Records drawn from a dataset:
============

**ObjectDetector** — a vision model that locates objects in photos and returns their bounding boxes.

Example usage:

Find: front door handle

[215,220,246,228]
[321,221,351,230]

============

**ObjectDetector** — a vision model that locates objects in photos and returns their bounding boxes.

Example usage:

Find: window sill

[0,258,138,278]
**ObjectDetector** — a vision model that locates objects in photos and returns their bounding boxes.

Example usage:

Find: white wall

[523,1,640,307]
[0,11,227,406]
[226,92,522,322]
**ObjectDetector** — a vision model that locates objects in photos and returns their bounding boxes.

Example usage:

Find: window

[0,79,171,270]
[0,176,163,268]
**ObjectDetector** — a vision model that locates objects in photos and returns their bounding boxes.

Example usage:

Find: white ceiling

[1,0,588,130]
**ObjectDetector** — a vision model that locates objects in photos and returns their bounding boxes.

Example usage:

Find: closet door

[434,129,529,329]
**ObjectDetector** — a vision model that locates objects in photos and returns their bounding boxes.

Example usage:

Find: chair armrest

============

AIM OF THE EXERCISE =>
Every line from the line containing "Find: white wall" through the line containing "Find: chair armrest" in the records above must be retyped exactly. Leave out the rest.

ANSWER SPACE =>
Find: white wall

[523,1,640,307]
[0,11,227,406]
[226,92,522,322]
**ObjectDetector** — a vision model that locates objects in photos and returns their bounding boxes.

Example usage:

Find: window

[0,79,171,270]
[0,176,163,268]
**ObjectDetector** — a vision model that locates objects in photos and returns their bounding boxes.

Example usage:

Find: white ceiling

[1,0,588,130]
**ObjectDetector** — a vision model that locates objects in photos and returns their bounding boxes.

Example usage:

Find: closet door

[434,129,529,329]
**ObjectDetector** — a vision model that locates objects in photos and returns their bounding boxes.

Example usage:

Find: chair armrest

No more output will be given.